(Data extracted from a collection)
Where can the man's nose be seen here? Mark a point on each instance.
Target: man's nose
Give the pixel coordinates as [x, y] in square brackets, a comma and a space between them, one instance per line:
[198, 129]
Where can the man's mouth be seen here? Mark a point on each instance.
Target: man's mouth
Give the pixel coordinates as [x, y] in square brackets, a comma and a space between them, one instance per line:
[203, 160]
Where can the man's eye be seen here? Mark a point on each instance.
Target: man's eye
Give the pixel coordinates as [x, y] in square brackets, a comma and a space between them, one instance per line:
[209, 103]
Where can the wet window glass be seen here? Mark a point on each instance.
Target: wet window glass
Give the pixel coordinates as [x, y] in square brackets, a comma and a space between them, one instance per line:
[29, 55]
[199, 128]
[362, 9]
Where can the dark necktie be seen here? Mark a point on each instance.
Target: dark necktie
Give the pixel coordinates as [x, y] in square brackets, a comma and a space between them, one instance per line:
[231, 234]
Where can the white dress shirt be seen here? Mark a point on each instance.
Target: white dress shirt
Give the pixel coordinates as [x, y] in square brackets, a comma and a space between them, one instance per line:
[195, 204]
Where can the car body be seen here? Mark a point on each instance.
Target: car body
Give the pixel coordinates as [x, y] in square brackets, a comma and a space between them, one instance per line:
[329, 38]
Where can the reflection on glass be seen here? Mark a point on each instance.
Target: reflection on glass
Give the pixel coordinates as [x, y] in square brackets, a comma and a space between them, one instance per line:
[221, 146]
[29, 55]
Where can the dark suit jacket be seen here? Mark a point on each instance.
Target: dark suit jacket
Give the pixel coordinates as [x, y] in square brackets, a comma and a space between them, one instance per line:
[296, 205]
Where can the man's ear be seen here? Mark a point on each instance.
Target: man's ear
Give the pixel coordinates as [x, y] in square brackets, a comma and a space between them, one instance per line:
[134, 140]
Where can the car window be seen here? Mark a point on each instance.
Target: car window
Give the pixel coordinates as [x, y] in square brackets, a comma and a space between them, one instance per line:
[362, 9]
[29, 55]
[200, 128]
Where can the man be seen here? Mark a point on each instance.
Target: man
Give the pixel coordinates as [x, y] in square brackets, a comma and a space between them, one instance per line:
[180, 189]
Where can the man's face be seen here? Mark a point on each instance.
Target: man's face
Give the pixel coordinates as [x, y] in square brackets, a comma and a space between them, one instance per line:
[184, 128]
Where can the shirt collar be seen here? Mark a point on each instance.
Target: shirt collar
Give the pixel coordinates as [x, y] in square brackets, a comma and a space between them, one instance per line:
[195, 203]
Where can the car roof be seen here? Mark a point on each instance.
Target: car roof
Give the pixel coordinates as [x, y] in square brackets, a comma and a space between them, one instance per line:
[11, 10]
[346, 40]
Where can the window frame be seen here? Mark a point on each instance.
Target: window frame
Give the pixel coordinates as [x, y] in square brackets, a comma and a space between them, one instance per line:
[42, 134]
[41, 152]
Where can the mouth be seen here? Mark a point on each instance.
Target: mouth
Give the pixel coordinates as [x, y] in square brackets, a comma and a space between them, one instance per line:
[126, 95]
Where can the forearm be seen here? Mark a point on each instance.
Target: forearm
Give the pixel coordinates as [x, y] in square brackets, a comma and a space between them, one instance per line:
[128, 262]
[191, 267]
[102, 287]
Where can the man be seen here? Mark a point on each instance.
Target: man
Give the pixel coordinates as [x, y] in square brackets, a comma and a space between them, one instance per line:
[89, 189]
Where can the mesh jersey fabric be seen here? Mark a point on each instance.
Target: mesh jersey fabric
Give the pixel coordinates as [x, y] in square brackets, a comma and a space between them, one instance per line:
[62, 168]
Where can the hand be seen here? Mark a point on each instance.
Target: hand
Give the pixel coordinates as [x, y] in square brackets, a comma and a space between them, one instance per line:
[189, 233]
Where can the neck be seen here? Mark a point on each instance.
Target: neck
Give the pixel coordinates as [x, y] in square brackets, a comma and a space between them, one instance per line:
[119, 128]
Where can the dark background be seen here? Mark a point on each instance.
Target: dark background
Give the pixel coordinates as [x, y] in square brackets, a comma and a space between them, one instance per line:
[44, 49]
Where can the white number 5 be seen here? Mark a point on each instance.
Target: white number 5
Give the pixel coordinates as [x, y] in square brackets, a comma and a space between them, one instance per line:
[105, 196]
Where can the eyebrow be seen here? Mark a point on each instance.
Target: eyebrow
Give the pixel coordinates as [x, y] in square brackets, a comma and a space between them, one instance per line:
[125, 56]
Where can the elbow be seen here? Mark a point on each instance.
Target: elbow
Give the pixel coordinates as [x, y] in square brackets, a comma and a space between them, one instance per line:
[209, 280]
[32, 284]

### Instructions to follow
Return the full listing, character for character.

### Exercise output
Where can the man's nose be seen here? Mark a point on each instance.
Target: man's nose
Give the pixel coordinates as [x, y] in square brackets, a comma and a space between them, one instance per line:
[198, 129]
Where can the man's mouth be seen here? Mark a point on each instance.
Target: man's mouth
Give the pixel coordinates as [x, y] in square brackets, a comma and a space between them, one instance per line:
[203, 160]
Where can the man's eye be seen here? Mark a point on each instance.
Target: man's eye
Give the pixel coordinates as [x, y] in square brackets, a comma and a space between them, one instance per line:
[209, 103]
Where can the wet window glass be seen here? Mark a point on each instance.
Target: wet window glass
Give the pixel coordinates as [x, y] in square brackets, a comma and a space between them, one instance per line:
[29, 55]
[199, 128]
[362, 9]
Where can the dark necktie be seen here? Mark a point on each instance.
Target: dark necktie
Give the pixel coordinates as [x, y] in square brackets, a comma and a space between them, one instance per line:
[231, 234]
Where can the white dress shirt be seen here? Mark a point on each instance.
Target: white dress shirt
Give the pixel coordinates as [x, y] in square brackets, a comma and a space between them, one instance per line:
[195, 204]
Where can the car body be seen here? Mark a point on each instance.
Target: car body
Give the pixel coordinates as [x, y] in square brackets, a comma and a space between them, one instance per line:
[329, 38]
Where can the reflection on glass be seen here? Mark a point on each instance.
Target: reflection on glass
Give the pixel coordinates as [x, y] in square brackets, a comma and a space between them, one instance per line:
[221, 146]
[29, 55]
Where can the dark suit jacket be seen here? Mark a point on each instance.
Target: dark suit jacket
Give the pixel coordinates as [x, y] in square brackets, a comma and a space between them, one instance per line:
[296, 205]
Where can the man's ear be seen here? Mark a point on each instance.
Target: man's ear
Give the pixel coordinates as [x, y] in square brackets, a comma and a space between them, one instance per line:
[134, 140]
Where can the car window be seen here? Mark a point on each instance.
Target: car window
Give the pixel coordinates as [x, y] in square brackets, a comma and a space between them, one instance per line:
[362, 9]
[29, 55]
[200, 128]
Where can the man be seen here? Mark a point on each instance.
Target: man
Give the pixel coordinates as [x, y] in square brackets, a comma and a space between them, one instance per line:
[180, 189]
Where can the man's face be seen here? Mark a point on each instance.
Target: man's face
Give the pixel coordinates as [x, y] in square brackets, a comma and a space between them, one instance per line:
[184, 128]
Where can the shirt collar be seen here? Mark a point on each instance.
Target: shirt collar
Give the pixel coordinates as [x, y] in square brackets, a comma and a space between them, one instance per line:
[195, 203]
Where can the car roof be seen here? Mark a point on each instance.
Target: car roof
Give the pixel coordinates as [x, y] in square brackets, a comma and a space between them, one instance per line:
[11, 10]
[346, 40]
Where can the window frame be seen here? Mark a point on each instance.
Target: window frame
Give the pixel coordinates as [x, y] in square brackets, a comma and a space between them, one instance per line:
[42, 134]
[41, 152]
Where can the mouth be seen here? Mark a point on each instance.
Target: mouth
Give the pixel coordinates as [x, y] in square brackets, a comma and a space between them, one instance per line:
[126, 95]
Where can the forearm be seen here? Mark a point on each instance.
Target: forearm
Give the pixel coordinates as [x, y] in square brackets, a comma and a space between them, one instance per line:
[128, 262]
[191, 267]
[102, 287]
Where can the man be seen here? Mark a point on each instance.
Target: man
Give the pixel coordinates as [x, y] in square brackets, a comma and a space between them, one instance per line:
[89, 189]
Where can the mesh jersey fabric be seen here? Mark a point on each instance.
Target: mesh jersey fabric
Give the pixel coordinates as [x, y] in square brackets, a comma and a space between them, one instance per line:
[62, 168]
Where can the hand be seen here? Mark a point on each instance.
Target: hand
Give the pixel coordinates as [x, y] in square brackets, a comma and a space between them, one instance per line:
[189, 233]
Where can the neck be seen here? Mark a point on each instance.
Target: neck
Give the pixel coordinates as [x, y] in square brackets, a comma and a space between them, one instance per line:
[119, 128]
Where can the dark background be seen here? Mark a point on each instance.
Target: dark background
Give the pixel coordinates as [x, y] in square brackets, a comma and a space between them, one instance per line:
[44, 49]
Where can the white number 5 be seen here? Mark a point on each instance.
Target: white number 5
Give the pixel coordinates as [x, y] in square brackets, a comma and a space between them, one instance per line:
[105, 196]
Where can the eyebrow be seen here? Mark a point on each instance.
Target: eyebrow
Give the pixel coordinates as [x, y] in square brackets, a comma and a space between them, one instance per line:
[125, 56]
Where can the elbow be seen here? Mark a point on each instance.
Target: elbow
Give the pixel coordinates as [x, y] in square brackets, a comma and a space between them, one instance per line:
[209, 280]
[32, 284]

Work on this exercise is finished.